Zadania do wykonania |
a - Czego założycielem jest Sebastian Pitoń według poniższego tekstu?
b - Streść poniższy tekst w dwóch zdaniach.

Tekst do przeczytania |
###

Liczba wyświetleń: 2699
Dawna kandydatka Konfederacji na posłankę Samuela Torkowska popełniła w sieci wyjątkowo antywolnościowy wpis. Jakby tego było mało, to wtóruje jej założyciel Góralskiego Veta – Sebastian Pitoń.
Wolność w internecie to jeden z najważniejszych postulatów podnoszonych przez dzisiejszych wolnościowców. Wielokrotnie mówili o tym przedstawiciele wszystkich ugrupowań wolnościowych – również Janusz Korwin-Mikke. Dlatego szokujące jest, że Samuela Torkowska, która dawniej związana była z Konfederacją, a obecnie pojawia się w otoczeniu Korwina-Mikkego, postuluje w swoich mediach społecznościowych ograniczenie tej wolności.
„Uważam, że w internecie powinno być jak w życiu, a nie totalna anonimowość i bezkarność. Social media połączone z numerem PESEL i dziękuję. Wolność słowa jak najbardziej, ale połączona z odpowiedzialnością. Dwa razy kretyn się zastanowi, zanim pomówi niewinnego człowieka” – napisała Torkowska na platformie „X”. Swój radykalnie antywolnościowy postulat była modelka argumentuje tym, że „plotka rzucona w eter, choćby nie miała nic wspólnego z prawdą, zawsze przyklei się do człowieka i co z tego, że poblokujemy”, oraz że „bestia i tak sobie poradzi”, a chodzi o to, by „zwyczajni ludzie też mogli”.
Wielu wolnościowych komentujących próbowało w komentarzach wytłumaczyć Torkowskiej, dlaczego ten pomysł jest absurdalny, ale ona nie dała się przekonać.
To jednak nie wszystko. Torkowskiej wtóruje Sebastian Pitoń, który także zamieścił na swoim profilu na X podobny antywolnościowy wpis. „Człowiek odpowiedzialny nie chowa się za maską anonimowości. Wyobrażacie sobie, że na przykład Grzegorz Braun, jest nikomu nieznanym „czarnym X”, I nikt nie wie, jak wygląda… Jaki to by miało sens? Jeśli mamy godność, to działamy z podniesioną głową” – pisze Góral, podając dalej wpis Torkowskiej. W kolejnym wpisie nie jest lepiej: „Maskę anonimowości ubieramy, żeby być bezkarni. A bezkarność robi z nas amoralnych łajdaków. Tak to działa. Nie da się być anonimowym prawym i szlachetnym człowiekiem”.

###

Pokazany materiał |
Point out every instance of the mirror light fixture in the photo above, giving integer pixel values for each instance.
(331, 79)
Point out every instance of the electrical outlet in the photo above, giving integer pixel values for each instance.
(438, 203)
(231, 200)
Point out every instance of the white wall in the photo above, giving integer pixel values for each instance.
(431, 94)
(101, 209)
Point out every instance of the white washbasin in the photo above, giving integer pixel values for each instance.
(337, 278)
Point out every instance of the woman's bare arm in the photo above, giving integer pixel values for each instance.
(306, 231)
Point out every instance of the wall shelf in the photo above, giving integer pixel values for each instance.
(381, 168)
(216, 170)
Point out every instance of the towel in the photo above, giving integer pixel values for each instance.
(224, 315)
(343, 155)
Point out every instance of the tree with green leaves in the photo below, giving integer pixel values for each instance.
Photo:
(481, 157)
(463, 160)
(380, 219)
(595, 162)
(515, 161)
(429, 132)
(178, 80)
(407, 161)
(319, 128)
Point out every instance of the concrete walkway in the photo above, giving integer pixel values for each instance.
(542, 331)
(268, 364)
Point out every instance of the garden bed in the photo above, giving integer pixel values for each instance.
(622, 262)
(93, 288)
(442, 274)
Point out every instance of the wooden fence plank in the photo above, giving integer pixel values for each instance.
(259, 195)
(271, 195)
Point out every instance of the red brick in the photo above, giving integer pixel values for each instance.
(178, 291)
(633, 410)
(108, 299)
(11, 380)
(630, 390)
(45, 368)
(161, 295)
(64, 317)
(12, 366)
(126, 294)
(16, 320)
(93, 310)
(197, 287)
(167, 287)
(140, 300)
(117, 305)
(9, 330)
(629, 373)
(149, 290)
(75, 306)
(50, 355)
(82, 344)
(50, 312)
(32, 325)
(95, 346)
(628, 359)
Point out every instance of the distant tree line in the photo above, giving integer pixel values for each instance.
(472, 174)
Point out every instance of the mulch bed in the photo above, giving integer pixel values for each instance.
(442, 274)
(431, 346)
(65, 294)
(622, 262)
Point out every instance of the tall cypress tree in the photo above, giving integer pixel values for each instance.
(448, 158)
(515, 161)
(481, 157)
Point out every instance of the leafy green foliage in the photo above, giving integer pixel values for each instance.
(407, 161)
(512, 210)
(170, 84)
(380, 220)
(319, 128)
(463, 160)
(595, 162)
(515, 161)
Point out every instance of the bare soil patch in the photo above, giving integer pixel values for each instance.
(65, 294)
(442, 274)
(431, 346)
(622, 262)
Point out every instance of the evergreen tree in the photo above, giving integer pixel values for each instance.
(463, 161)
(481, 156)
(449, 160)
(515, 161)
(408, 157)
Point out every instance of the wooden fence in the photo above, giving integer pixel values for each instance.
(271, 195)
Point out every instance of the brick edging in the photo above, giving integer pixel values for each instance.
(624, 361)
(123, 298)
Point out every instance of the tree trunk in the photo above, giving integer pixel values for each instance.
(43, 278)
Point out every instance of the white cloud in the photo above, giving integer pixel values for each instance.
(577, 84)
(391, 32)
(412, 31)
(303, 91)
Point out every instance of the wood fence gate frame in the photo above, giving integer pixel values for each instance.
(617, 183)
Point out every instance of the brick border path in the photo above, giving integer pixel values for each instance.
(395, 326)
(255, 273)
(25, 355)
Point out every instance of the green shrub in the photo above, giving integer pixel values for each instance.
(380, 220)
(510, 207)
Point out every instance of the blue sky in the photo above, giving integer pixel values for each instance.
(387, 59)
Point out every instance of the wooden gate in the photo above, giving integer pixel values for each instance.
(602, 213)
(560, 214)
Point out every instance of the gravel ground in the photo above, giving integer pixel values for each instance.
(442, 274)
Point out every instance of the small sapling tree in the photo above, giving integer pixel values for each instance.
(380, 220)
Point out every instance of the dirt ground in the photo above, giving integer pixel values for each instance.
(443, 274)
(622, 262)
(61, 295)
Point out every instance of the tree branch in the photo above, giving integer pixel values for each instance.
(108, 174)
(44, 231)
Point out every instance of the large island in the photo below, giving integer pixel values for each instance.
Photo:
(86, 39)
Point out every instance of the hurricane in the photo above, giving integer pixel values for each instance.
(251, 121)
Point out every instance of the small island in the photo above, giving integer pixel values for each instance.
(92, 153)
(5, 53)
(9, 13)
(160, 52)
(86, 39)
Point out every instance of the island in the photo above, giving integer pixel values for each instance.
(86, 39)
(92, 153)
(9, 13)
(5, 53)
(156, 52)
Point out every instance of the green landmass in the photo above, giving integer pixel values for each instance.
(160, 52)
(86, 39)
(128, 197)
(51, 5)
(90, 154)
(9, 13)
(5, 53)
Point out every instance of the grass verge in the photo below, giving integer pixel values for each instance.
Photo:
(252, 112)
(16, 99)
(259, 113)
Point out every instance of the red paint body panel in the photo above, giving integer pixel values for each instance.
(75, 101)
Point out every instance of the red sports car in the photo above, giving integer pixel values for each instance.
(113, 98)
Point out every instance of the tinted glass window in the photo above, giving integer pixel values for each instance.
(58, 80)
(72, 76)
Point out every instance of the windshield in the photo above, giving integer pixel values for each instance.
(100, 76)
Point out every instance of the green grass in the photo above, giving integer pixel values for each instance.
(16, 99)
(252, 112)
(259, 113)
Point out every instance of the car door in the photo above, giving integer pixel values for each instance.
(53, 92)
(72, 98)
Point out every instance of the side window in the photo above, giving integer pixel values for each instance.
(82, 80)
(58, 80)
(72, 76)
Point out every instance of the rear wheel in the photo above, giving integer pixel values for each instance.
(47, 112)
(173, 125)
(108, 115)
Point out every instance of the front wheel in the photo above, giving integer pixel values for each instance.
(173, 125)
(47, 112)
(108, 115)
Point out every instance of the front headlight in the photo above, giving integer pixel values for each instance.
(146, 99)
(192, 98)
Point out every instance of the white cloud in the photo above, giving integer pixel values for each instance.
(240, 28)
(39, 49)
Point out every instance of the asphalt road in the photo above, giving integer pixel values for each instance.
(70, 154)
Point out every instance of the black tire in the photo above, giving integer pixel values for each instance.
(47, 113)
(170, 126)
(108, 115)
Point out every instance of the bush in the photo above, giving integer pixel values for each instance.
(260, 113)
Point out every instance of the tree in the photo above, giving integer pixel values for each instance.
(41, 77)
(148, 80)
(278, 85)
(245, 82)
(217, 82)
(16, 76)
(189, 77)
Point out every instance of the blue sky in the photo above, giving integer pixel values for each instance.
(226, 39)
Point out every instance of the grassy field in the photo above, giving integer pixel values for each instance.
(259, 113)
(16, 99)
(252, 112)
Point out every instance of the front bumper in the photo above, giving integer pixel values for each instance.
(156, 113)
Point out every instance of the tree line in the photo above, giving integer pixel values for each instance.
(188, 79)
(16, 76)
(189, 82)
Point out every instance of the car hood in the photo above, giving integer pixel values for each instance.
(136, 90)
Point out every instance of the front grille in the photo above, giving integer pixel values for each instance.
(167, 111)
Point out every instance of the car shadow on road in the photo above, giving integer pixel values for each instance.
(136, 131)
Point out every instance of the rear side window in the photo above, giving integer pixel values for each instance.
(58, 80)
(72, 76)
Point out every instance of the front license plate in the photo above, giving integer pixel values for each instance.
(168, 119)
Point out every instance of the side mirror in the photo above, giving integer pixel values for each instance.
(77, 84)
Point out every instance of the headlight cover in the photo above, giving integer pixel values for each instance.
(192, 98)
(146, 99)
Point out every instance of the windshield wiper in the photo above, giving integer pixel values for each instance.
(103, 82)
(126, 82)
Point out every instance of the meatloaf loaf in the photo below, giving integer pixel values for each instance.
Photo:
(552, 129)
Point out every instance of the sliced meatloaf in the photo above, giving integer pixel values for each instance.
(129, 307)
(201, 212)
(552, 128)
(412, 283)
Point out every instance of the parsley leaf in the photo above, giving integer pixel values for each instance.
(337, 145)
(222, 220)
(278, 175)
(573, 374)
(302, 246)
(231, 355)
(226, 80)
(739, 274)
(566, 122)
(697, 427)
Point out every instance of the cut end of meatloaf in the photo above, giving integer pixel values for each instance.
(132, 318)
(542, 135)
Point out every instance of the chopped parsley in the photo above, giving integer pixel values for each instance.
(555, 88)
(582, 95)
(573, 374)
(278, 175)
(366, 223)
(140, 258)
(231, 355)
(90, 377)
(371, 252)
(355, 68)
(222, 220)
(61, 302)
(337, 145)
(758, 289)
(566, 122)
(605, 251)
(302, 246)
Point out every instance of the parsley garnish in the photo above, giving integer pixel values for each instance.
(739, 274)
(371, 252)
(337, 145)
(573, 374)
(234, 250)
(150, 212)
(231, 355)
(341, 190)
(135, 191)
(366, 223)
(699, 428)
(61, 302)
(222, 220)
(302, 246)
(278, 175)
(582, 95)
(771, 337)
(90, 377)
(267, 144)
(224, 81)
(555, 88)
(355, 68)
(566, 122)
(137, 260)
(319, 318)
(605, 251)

###

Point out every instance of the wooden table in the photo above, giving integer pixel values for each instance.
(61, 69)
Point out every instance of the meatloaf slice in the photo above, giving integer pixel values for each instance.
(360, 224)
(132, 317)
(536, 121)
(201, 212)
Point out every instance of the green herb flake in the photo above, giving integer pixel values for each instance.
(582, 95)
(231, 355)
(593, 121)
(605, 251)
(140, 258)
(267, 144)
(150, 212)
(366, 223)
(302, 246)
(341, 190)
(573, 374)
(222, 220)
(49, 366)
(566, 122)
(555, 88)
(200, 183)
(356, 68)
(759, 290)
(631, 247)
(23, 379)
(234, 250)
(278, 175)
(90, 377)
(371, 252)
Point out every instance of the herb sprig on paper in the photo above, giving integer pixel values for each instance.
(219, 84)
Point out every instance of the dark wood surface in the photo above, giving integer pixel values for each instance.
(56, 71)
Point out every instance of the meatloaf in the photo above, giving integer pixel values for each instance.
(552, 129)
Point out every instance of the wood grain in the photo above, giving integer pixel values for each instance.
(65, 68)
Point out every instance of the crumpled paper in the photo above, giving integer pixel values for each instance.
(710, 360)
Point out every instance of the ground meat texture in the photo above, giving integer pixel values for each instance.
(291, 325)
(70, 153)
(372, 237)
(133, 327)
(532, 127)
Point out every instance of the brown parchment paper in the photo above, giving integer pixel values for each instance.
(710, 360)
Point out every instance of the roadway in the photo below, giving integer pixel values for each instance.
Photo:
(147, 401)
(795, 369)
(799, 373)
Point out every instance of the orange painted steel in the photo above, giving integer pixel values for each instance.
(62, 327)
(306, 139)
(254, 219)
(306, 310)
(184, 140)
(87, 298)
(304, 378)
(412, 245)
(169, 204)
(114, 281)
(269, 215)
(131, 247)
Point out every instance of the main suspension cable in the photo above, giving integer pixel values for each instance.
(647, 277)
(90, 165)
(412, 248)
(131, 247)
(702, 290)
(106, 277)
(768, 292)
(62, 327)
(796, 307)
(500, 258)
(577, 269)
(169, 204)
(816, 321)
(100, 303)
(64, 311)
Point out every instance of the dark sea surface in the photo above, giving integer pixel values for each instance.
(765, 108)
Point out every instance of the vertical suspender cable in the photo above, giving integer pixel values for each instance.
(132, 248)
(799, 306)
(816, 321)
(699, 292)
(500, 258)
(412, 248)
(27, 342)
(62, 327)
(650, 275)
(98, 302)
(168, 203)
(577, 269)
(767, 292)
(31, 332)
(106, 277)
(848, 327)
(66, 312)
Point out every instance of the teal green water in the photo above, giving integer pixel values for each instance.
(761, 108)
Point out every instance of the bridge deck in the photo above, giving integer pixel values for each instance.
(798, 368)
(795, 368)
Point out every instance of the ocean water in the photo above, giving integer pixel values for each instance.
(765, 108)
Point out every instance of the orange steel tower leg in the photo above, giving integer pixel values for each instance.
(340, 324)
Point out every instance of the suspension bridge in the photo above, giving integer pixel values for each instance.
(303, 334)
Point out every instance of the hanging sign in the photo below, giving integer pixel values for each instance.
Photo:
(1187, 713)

###

Poprawne odpowiedzi |
a - Góralskiego Veta.

b - Samuela Torkowska, dawna kandydatka Konfederacji na posłankę, napisała na platformie „X”, że media społecznościowe powinny być połączone z numerem PESEL, bo w internecie nie powinno być totalnej anonimowości i bezkarności. Poparł ją założyciel Góralskiego Veta Sebastian Pitoń, który napisał, że człowiek odpowiedzialny nie chowa się za maską anonimowości.